As an employer, you probably already realize the benefits of providing employees with paid time off (PTO). You may not know, though, that a majority of employees don't take their vacation days.
According to a 2017 survey of 400 employees commissioned by TSheets, 70 percent of U.S. workers "who received their PTO" don't use all of it each year. (TSheets is a time tracking and scheduling software company.)
"If you look at the total number of employees working in the United States (about 151 million)," the report goes on, "these numbers imply that employees left 600 million days of PTO unused."
It might seem like a way for business owners to save costs, but it may be better for your company to have your employees use their vacation days, believes Ximena Hartsock, co-founder and president of Phone2Action, a digital advocacy platform that connects citizens to lawmakers.
“Vacations days offer a chance to reflect and gain perspective," Hartsock says, "and PTO increases productivity in the office."
Burnout is a common result of a work-life imbalance. To avoid this potential productivity buster, it may be a good idea to encourage employees to use their vacation days. These three tips may help.

» **GIVEN RECORDS**
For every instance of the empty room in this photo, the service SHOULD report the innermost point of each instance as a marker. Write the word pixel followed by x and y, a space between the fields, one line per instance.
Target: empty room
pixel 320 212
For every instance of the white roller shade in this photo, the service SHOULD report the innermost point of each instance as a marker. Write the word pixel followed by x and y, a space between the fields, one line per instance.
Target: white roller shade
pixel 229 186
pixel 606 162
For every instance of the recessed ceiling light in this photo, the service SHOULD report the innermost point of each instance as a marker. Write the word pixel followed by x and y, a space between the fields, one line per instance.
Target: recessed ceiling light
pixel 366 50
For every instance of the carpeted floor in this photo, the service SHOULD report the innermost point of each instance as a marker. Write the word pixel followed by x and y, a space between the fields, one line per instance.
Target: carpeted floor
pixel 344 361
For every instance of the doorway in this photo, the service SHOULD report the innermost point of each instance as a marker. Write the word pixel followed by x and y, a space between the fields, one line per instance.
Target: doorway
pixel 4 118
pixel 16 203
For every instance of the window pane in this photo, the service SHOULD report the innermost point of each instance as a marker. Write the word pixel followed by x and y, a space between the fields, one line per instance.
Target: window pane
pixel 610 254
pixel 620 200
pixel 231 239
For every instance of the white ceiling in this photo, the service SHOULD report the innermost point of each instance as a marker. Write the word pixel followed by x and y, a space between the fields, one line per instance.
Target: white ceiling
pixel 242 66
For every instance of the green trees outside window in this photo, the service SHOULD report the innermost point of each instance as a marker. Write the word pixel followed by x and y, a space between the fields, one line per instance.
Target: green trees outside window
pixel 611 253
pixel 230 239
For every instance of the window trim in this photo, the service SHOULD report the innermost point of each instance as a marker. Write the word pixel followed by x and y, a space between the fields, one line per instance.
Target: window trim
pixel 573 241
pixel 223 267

--

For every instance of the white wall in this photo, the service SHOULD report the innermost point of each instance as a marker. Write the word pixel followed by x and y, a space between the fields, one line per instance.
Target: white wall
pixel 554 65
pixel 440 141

» **WHAT TO DO**
**1.** Rewrite the article on unused vacation time, starting with "According to a" and going on through "citizens to lawmakers.", changing "PTO" to "paid leave".
**2.** In one to three sentences, explain why the article on unused vacation time says it may be a good idea to encourage employees to use their vacation days.
The items play no part in the work here.

» **ANSWERS TO THIS EXERCISE**
**1.**
According to a 2017 survey of 400 employees commissioned by TSheets, 70 percent of U.S. workers "who received their paid leave" don't use all of it each year. (TSheets is a time tracking and scheduling software company.)
"If you look at the total number of employees working in the United States (about 151 million)," the report goes on, "these numbers imply that employees left 600 million days of paid leave unused."
It might seem like a way for business owners to save costs, but it may be better for your company to have your employees use their vacation days, believes Ximena Hartsock, co-founder and president of Phone2Action, a digital advocacy platform that connects citizens to lawmakers.

**2.** Encouraging employees to use their vacation days may help avoid burnout. The article calls burnout a common result of work-life imbalance and a potential productivity buster.